Raw records
::::::::::

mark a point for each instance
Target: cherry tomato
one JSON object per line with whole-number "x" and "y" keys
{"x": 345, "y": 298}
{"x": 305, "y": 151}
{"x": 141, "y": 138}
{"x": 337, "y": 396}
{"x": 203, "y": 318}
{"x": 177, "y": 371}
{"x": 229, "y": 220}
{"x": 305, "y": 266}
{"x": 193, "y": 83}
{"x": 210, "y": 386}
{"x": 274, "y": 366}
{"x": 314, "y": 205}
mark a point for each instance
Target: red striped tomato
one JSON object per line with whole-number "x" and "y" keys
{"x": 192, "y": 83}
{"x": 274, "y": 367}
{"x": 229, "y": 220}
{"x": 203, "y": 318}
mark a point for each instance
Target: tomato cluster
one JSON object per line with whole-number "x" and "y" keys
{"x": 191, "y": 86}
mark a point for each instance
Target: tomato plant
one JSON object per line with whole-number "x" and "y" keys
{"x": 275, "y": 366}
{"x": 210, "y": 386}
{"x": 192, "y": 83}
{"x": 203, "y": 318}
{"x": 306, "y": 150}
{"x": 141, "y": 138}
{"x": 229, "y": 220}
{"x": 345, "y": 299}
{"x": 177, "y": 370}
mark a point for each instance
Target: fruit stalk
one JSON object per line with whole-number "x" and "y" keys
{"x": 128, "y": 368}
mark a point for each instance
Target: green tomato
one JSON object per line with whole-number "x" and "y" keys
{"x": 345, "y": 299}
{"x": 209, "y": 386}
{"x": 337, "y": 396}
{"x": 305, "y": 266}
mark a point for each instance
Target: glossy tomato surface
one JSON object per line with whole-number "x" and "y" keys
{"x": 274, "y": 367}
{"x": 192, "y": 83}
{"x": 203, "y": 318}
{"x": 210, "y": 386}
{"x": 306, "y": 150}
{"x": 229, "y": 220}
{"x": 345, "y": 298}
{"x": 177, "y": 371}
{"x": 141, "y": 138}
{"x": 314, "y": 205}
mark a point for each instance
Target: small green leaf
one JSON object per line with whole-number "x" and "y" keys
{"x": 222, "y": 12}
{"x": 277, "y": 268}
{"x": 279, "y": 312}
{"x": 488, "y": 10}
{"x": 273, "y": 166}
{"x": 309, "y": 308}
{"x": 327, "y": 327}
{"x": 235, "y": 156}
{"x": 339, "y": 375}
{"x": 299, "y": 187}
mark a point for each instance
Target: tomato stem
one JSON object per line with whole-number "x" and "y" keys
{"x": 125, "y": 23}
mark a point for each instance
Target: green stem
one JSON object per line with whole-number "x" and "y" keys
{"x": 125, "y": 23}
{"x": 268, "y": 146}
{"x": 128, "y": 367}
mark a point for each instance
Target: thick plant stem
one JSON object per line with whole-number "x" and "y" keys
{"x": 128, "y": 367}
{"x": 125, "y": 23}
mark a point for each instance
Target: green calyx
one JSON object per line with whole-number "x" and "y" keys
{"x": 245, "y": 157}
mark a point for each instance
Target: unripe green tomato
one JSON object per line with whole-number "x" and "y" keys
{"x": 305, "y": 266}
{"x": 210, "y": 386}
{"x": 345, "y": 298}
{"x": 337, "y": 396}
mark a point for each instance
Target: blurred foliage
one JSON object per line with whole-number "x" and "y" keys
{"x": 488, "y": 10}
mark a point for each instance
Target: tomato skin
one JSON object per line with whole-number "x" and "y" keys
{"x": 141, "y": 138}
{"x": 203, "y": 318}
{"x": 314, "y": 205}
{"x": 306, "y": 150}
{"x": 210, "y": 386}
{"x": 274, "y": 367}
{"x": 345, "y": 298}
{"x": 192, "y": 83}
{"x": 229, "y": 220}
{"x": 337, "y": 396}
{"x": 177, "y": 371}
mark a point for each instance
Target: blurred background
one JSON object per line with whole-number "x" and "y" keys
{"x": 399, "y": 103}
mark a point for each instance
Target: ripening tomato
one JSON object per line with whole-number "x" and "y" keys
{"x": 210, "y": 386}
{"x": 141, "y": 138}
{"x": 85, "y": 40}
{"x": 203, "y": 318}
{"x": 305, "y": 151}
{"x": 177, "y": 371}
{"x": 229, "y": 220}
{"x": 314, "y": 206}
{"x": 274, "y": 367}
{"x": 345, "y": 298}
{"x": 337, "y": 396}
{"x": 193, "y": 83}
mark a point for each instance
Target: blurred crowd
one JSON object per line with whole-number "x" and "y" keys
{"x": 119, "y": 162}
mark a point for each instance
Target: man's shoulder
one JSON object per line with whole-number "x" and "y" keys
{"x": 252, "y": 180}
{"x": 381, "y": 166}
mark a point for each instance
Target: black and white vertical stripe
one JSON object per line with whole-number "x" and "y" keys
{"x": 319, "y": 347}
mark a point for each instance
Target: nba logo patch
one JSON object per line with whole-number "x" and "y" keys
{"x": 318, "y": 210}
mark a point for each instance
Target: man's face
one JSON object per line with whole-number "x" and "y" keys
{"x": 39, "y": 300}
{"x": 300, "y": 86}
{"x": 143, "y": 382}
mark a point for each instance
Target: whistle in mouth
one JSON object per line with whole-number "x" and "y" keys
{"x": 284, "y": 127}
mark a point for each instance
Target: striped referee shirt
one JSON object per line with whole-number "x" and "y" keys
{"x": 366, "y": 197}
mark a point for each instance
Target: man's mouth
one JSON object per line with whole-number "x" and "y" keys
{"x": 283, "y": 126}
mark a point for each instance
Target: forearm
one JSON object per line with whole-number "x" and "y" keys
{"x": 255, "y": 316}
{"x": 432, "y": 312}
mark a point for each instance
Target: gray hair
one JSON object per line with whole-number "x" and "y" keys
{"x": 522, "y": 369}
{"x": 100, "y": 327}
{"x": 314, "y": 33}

::::::::::

=== TO DO ===
Repeat the listing in full, keeping every line exactly as it is.

=== WRITTEN RESPONSE ===
mark a point for each instance
Target: cherry tomato
one JSON object per line with whole-number "x" and "y" keys
{"x": 345, "y": 298}
{"x": 305, "y": 151}
{"x": 141, "y": 138}
{"x": 337, "y": 396}
{"x": 203, "y": 318}
{"x": 177, "y": 371}
{"x": 229, "y": 220}
{"x": 305, "y": 266}
{"x": 193, "y": 83}
{"x": 210, "y": 386}
{"x": 274, "y": 366}
{"x": 314, "y": 205}
mark a point for each instance
Target: red striped tomato
one JSON object per line with whole-number "x" and "y" keys
{"x": 192, "y": 83}
{"x": 274, "y": 367}
{"x": 229, "y": 220}
{"x": 203, "y": 318}
mark a point for each instance
Target: tomato cluster
one JSON object per line with whole-number "x" and "y" keys
{"x": 191, "y": 86}
mark a point for each instance
Target: tomato plant
one JSON object per line with whole-number "x" and "y" keys
{"x": 275, "y": 366}
{"x": 210, "y": 386}
{"x": 192, "y": 83}
{"x": 203, "y": 318}
{"x": 306, "y": 150}
{"x": 141, "y": 138}
{"x": 229, "y": 220}
{"x": 345, "y": 299}
{"x": 177, "y": 370}
mark a point for each instance
Target: fruit stalk
one JSON object per line with whole-number "x" and "y" keys
{"x": 128, "y": 368}
mark a point for each instance
Target: green tomato
one JSON object per line with whole-number "x" and "y" keys
{"x": 345, "y": 299}
{"x": 209, "y": 386}
{"x": 337, "y": 396}
{"x": 305, "y": 266}
mark a point for each instance
Target: glossy tomato surface
one JSON object per line with whole-number "x" and "y" keys
{"x": 274, "y": 367}
{"x": 192, "y": 83}
{"x": 203, "y": 318}
{"x": 210, "y": 386}
{"x": 306, "y": 150}
{"x": 229, "y": 220}
{"x": 345, "y": 298}
{"x": 177, "y": 371}
{"x": 141, "y": 138}
{"x": 314, "y": 205}
mark a point for each instance
Target: small green leaf
one JSON object per line with whole-number "x" and "y" keys
{"x": 222, "y": 12}
{"x": 277, "y": 268}
{"x": 279, "y": 312}
{"x": 488, "y": 10}
{"x": 273, "y": 166}
{"x": 309, "y": 308}
{"x": 327, "y": 327}
{"x": 235, "y": 156}
{"x": 339, "y": 375}
{"x": 299, "y": 187}
mark a point for each instance
Target: tomato stem
one JSON object per line with whole-number "x" and "y" keys
{"x": 125, "y": 23}
mark a point for each instance
Target: green stem
one JSON object per line with whole-number "x" and "y" keys
{"x": 125, "y": 23}
{"x": 268, "y": 146}
{"x": 128, "y": 367}
mark a point for each instance
Target: thick plant stem
one JSON object per line with whole-number "x" and "y" keys
{"x": 128, "y": 367}
{"x": 125, "y": 23}
mark a point for each instance
Target: green calyx
one JSON object per line with whole-number "x" and "y" keys
{"x": 245, "y": 157}
mark a point for each instance
Target: unripe green tomato
one JSON object per line with whole-number "x" and "y" keys
{"x": 305, "y": 266}
{"x": 210, "y": 386}
{"x": 345, "y": 298}
{"x": 337, "y": 396}
mark a point for each instance
Target: blurred foliage
one JSON object per line with whole-number "x" and "y" keys
{"x": 488, "y": 10}
mark a point for each instance
Target: tomato skin
one JSON object per line with whole-number "x" and "y" keys
{"x": 141, "y": 138}
{"x": 203, "y": 318}
{"x": 314, "y": 205}
{"x": 306, "y": 150}
{"x": 210, "y": 386}
{"x": 274, "y": 367}
{"x": 345, "y": 298}
{"x": 192, "y": 83}
{"x": 229, "y": 220}
{"x": 337, "y": 396}
{"x": 177, "y": 371}
mark a point for each instance
Target: blurred background
one JSON object per line with whole-number "x" and "y" keys
{"x": 399, "y": 103}
mark a point for each instance
Target: ripening tomato
one JSON object per line with whole-number "x" and "y" keys
{"x": 210, "y": 386}
{"x": 141, "y": 138}
{"x": 85, "y": 40}
{"x": 203, "y": 318}
{"x": 305, "y": 151}
{"x": 177, "y": 371}
{"x": 229, "y": 220}
{"x": 314, "y": 206}
{"x": 274, "y": 367}
{"x": 345, "y": 298}
{"x": 337, "y": 396}
{"x": 193, "y": 83}
mark a point for each instance
Target: blurred crowd
one JSON object per line with whole-number "x" and "y" keys
{"x": 119, "y": 162}
mark a point for each instance
Target: man's shoulder
one JSON object per line with whole-number "x" and "y" keys
{"x": 252, "y": 180}
{"x": 381, "y": 166}
mark a point for each instance
Target: black and white vertical stripe
one JSON object per line with whole-number "x" and "y" keys
{"x": 319, "y": 347}
mark a point for each instance
Target: nba logo patch
one JSON object per line with whole-number "x" and "y" keys
{"x": 318, "y": 210}
mark a point for each instance
Target: man's face
one JSON object per line with whole-number "x" and "y" keys
{"x": 39, "y": 300}
{"x": 300, "y": 86}
{"x": 143, "y": 382}
mark a point for each instance
Target: whistle in mouth
one JSON object per line with whole-number "x" and "y" keys
{"x": 284, "y": 127}
mark a point for each instance
Target: striped referee shirt
one JSON object per line with whole-number "x" and "y" keys
{"x": 366, "y": 197}
mark a point for each instance
Target: man's mouth
one JSON object per line with whole-number "x" and "y" keys
{"x": 283, "y": 126}
mark a point for each instance
Target: forearm
one JSON object per line with whole-number "x" and "y" keys
{"x": 255, "y": 316}
{"x": 432, "y": 312}
mark a point for each instance
Target: gray hair
one JSON object per line with whole-number "x" and "y" keys
{"x": 522, "y": 369}
{"x": 100, "y": 327}
{"x": 314, "y": 33}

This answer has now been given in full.